In re Caver, 40 N.C. App. 264 (1979)

March 6, 1979 · North Carolina Court of Appeals · No. 7821DC943
40 N.C. App. 264

IN THE MATTER OF: R. J. CAVER, Respondent

No. 7821DC943

(Filed 6 March 1979)

Insane Persons § 1.2— commitment order — failure to record facts

Order committing respondent to a mental health care facility must be reversed where the court failed to record sufficient facts to support its findings that respondent was mentally ill and dangerous to himself or others as required by G.S. 122-58.7Ü).

APPEAL by respondent from Alexander (Abner), Judge. Order entered 26 July 1978 in District Court, FORSYTH County. Heard in the Court of Appeals 29 January 1979.

On 23 July 1978, Officer Bailey E. Howard, Jr., a member of the Winston-Salem Police Department, signed a petition for involuntary commitment of the respondent, R. J. Caver. In the petition, he alleged that the respondent “is a mentally ill or inebriate person who is imminently dangerous to himself or others”, pursuant to G.S. 122-58.1. The petitioner alleged that respondent was “very paranoid” and was seen shooting with a rifle at children riding on bicycles.

The magistrate executed a custody order at 4:00 a.m. on 23 July 1978, directing that the respondent be taken before a physician to be examined to determine if he was mentally ill or an inebriate person and imminently dangerous to himself or others. The order provided that if the physician found respondent mentally ill or an inebriate and imminently dangerous to himself or others, then he should be confined temporarily in an approved medical facility until a hearing could be held in district court. If not so found, he was to be released.

*265Two physicians subsequently examined the respondent and both diagnosed the respondent as paranoid with a particular fear of police, stating the belief that respondent was mentally ill and imminently dangerous to himself or others and recommending involuntary commitment.

**WHAT YOU WILL DO**
a. List every person the court opinion identifies by name.
b. Copy the passage of the court opinion between "March 6, 1979" and "by G.S. 122-58.7Ü).", inclusive.

**DATA SUPPLIED**

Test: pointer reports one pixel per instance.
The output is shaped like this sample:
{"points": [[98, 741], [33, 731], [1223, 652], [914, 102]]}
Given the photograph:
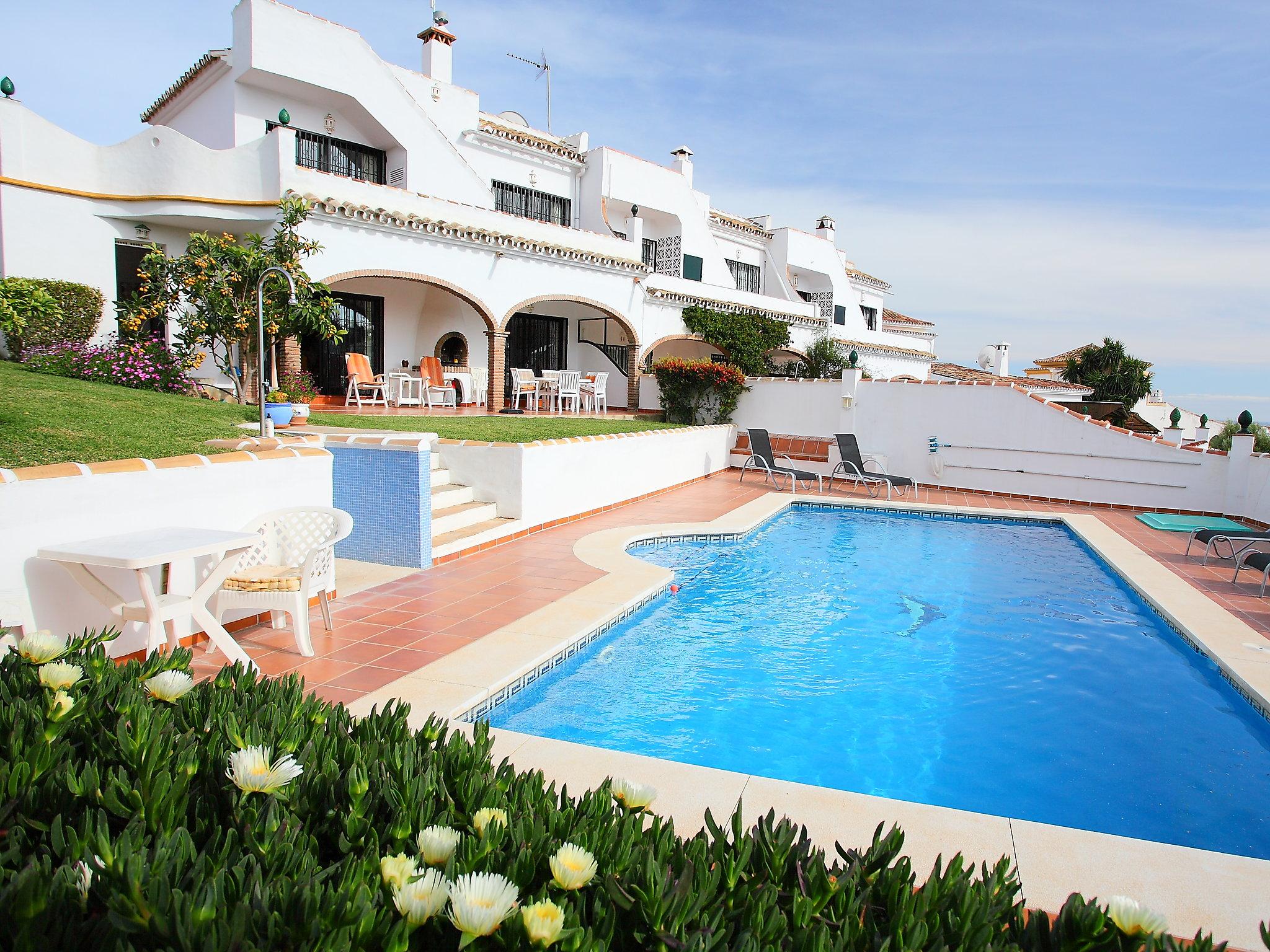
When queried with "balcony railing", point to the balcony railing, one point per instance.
{"points": [[338, 156]]}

**SOLUTIONS IN ORDER**
a.
R. J. Caver
Alexander (Abner)
Bailey E. Howard, Jr.

b.
March 6, 1979 · North Carolina Court of Appeals · No. 7821DC943
40 N.C. App. 264

IN THE MATTER OF: R. J. CAVER, Respondent

No. 7821DC943

(Filed 6 March 1979)

Insane Persons § 1.2— commitment order — failure to record facts

Order committing respondent to a mental health care facility must be reversed where the court failed to record sufficient facts to support its findings that respondent was mentally ill and dangerous to himself or others as required by G.S. 122-58.7Ü).